**What this task involves**
Could you transcribe all of the data exactly and skip any pictures?

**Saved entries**
╔══

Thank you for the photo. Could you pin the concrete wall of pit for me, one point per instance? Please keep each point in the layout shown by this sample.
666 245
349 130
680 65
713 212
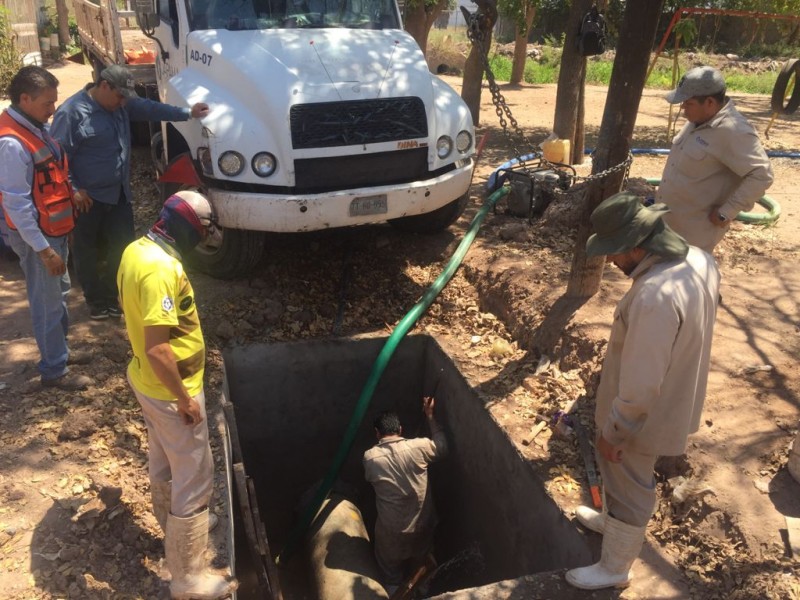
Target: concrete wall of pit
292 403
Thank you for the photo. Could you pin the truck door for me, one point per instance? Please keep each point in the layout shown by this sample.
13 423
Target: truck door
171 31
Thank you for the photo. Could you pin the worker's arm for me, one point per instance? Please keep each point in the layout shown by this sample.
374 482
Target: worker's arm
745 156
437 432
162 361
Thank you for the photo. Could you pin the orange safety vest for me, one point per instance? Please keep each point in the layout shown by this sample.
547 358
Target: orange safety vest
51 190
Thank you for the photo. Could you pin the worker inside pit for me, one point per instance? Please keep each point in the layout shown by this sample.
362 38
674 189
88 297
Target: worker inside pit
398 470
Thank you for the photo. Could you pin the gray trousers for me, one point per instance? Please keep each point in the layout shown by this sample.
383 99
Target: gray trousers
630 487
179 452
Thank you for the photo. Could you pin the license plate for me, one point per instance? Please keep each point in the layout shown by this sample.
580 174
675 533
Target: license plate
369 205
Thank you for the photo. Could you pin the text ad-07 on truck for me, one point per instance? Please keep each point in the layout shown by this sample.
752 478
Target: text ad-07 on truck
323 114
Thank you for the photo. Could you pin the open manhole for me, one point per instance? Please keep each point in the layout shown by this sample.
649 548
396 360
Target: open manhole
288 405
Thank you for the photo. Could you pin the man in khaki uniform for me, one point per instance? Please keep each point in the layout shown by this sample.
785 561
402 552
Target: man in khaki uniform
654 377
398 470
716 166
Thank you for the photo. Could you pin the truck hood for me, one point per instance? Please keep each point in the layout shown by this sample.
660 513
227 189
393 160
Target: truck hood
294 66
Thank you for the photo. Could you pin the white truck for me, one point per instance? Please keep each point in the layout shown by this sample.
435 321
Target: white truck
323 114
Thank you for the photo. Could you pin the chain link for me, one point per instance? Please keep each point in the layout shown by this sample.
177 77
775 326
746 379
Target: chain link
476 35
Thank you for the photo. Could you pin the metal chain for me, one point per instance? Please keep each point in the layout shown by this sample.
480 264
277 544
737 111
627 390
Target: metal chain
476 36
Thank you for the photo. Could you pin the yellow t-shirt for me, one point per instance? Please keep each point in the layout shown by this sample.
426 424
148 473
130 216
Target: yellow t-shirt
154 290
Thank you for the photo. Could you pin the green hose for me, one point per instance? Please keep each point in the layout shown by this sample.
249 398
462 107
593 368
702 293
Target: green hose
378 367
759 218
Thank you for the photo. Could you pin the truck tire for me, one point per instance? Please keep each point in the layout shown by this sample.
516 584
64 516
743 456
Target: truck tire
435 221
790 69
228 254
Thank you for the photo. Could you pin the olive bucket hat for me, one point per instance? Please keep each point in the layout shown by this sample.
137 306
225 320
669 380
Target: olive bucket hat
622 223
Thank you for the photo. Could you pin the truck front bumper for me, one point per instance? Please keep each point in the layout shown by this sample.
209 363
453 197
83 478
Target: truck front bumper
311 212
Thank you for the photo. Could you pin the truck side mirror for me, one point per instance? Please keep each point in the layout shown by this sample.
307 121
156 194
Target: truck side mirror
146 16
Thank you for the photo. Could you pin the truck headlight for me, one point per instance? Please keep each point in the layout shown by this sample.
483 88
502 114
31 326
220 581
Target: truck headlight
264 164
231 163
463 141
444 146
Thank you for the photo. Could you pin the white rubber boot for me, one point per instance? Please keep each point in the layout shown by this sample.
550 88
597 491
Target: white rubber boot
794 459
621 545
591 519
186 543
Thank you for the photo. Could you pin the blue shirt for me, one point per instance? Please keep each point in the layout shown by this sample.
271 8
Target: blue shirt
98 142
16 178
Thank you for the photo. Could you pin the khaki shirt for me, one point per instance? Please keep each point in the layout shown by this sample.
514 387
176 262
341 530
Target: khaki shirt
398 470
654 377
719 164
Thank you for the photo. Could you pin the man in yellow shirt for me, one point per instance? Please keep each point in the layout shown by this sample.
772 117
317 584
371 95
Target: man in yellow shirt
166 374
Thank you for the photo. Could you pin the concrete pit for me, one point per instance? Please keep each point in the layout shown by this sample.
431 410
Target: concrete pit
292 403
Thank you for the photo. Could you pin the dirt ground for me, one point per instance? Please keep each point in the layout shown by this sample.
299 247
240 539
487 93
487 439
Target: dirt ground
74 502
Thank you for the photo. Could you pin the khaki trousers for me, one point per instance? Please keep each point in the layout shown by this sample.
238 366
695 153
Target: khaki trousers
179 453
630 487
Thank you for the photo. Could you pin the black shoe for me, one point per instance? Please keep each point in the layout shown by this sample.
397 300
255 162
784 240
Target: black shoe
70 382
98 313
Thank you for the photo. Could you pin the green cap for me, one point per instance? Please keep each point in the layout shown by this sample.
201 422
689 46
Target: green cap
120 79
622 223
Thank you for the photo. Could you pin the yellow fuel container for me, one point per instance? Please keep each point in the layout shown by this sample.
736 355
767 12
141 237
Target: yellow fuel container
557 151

╚══

**Completed exercise**
Thank you for the photo. Could you pin the concrete wall of pit for me, one point per instance? Please keep each point in the layout shown by this sample.
666 245
349 130
680 65
713 212
Target: concrete wall of pit
292 403
Thank you for the photo. Could you pin the truck door for me, one point per instance? Please keep each point in the layout shown by this sample.
13 423
Target: truck door
171 31
Thank you for the photo. Could you pin the worker's arm for me, one point per instance? Please keep each point in the layout shown by this sample.
374 482
Target: worker's arm
745 156
437 432
162 361
Thank you for the photo. Could you pin the orange safety vest for me, one point per instance? Please keep each point in the layout shown by this sample.
547 358
Target: orange safety vest
51 190
Thank you for the photo. Could you pin the worker inside pit for me, one point per instance? Please keep each point in the layout shown by this sample.
362 38
674 189
88 297
Target: worker inside pit
398 470
Thank you for the photo. Could you pin the gray trousers for me, one point per instance? Please keep each point in the layout shown by this sample.
383 99
Target: gray trousers
630 487
179 452
Thank you for the photo. Could you pin the license plate for me, one point per instance? Please keep each point in the layout shown by this sample.
580 174
675 533
Target: license plate
369 205
Thank you for the photo. Could you pin the text ad-07 on truck for me, one point per instance? Please keep each point in the layout shown by this sample.
752 478
Target: text ad-07 on truck
323 114
Thank you for the photo. Could you pin the open manhole for me, one point per instance? Please keep each point in the layout shown by this sample.
649 548
396 360
Target: open manhole
288 405
Thank you for the photo. Could you pin the man in khaki uniform for me, one point per instance? Please keep each point in the layout shown by this sample.
785 561
402 552
Target: man in khaki uniform
654 377
398 470
716 166
Thank you for the photo. Could you pin the truck hood for me, one point per instance? Please keep each point in the layout shown by this sample.
660 513
227 189
393 160
Target: truck hood
294 66
Thank you for the photo. Could you pin the white truck for me, one point per instance? Please keep each point in the layout shown by this sample.
435 321
Target: white truck
323 114
Thank you for the photo. Could you pin the chain link for me, one point per instance? Please keep each point in the layout shown by this sample.
177 77
775 326
746 379
Target: chain link
476 35
Thank you for the photo. Could you pin the metal chain for me, one point per instance? Please keep each point in the layout shown by this sample.
480 264
277 544
737 111
627 390
Target: metal chain
476 36
Thank you for the photo. Could you pin the yellow t-shirt for me, one point per instance? Please keep each point in the layout shown by this sample.
426 424
148 473
130 216
Target: yellow t-shirt
154 290
Thank you for the photo. Could you pin the green hose for me, one point per instance? Please keep each point in the layout shown by this sample.
249 398
462 107
593 368
702 293
Target: green hose
378 367
759 218
Thank you for the photo. Could you pin the truck tire for me, one point per instance? Please keep each point in the layout shown by this sample.
516 584
64 516
743 456
Target: truck tire
435 221
790 69
228 254
Thank you for the photo. Could you pin the olive bucket hat for me, one point per instance? Please keep each point in the layout shown by this sample.
137 306
225 320
669 380
Target: olive bucket hat
622 223
Thank you for the photo. Could you pin the truck front bumper for me, one point per instance? Please keep each point in the layout shown by this sample.
209 363
453 197
83 478
Target: truck front bumper
311 212
Thank you for the photo. Could you pin the truck side mirror for me, one point per instance? Please keep each point in the layout shown by this sample.
307 121
156 194
Target: truck side mirror
146 16
Thank you for the photo. Could you pin the truck headlight for me, one point per instance? Please keep each point in the layout shown by this sample.
483 88
502 114
31 326
220 581
Target: truck headlight
264 164
231 163
463 141
444 146
Thank you for the photo. Could you pin the white rubber boot for me, one point per instance? Please keep each point in the layout shown by this sample.
550 88
597 491
Target: white rubber boot
794 459
621 545
591 519
186 543
Thank you for the photo. Could you pin the blue shirt for me, one point per instance? Please keep each point in the layout shown by this sample.
271 8
Target: blue shirt
98 142
16 178
Thank you for the photo. Could you pin the khaki shirt for me, one point per instance? Please keep each point in the layout shown by this sample.
514 387
176 262
341 530
Target: khaki shirt
398 470
654 377
719 164
Thank you for the photo. Could you pin the man in yellow shirt for me, one point per instance? Please keep each point in the layout shown by this sample.
772 117
317 584
371 95
Target: man in yellow shirt
166 374
Thank you for the photo. Could you pin the concrete pit for me, one point per instance? Please keep each point in the layout shown by this sample.
431 410
Target: concrete pit
292 403
Thank you for the photo. Could you pin the dirt ground for me, one point per instance? Please keep each point in the layout shown by this sample.
299 247
240 539
487 93
487 439
Target: dirt ground
74 502
Thank you for the photo. Could you pin the khaki trousers for me, one point per instance? Please keep each point in the layout shown by this sample.
238 366
695 153
Target: khaki trousers
179 453
630 487
Thank you for the photo. Could you pin the black shoe for me, one point per instance? Please keep each point in the layout shown by this sample.
397 300
255 162
784 240
Target: black shoe
70 382
98 313
Thank you for the photo. Could you pin the green cap for me, one point per instance? Please keep each point in the layout shown by this sample.
201 422
689 46
Target: green cap
120 79
622 223
Thank you for the photo. Could you pin the yellow fuel container for me, one point per instance? Please keep each point in the layout shown by this sample.
736 355
767 12
141 237
Target: yellow fuel container
557 151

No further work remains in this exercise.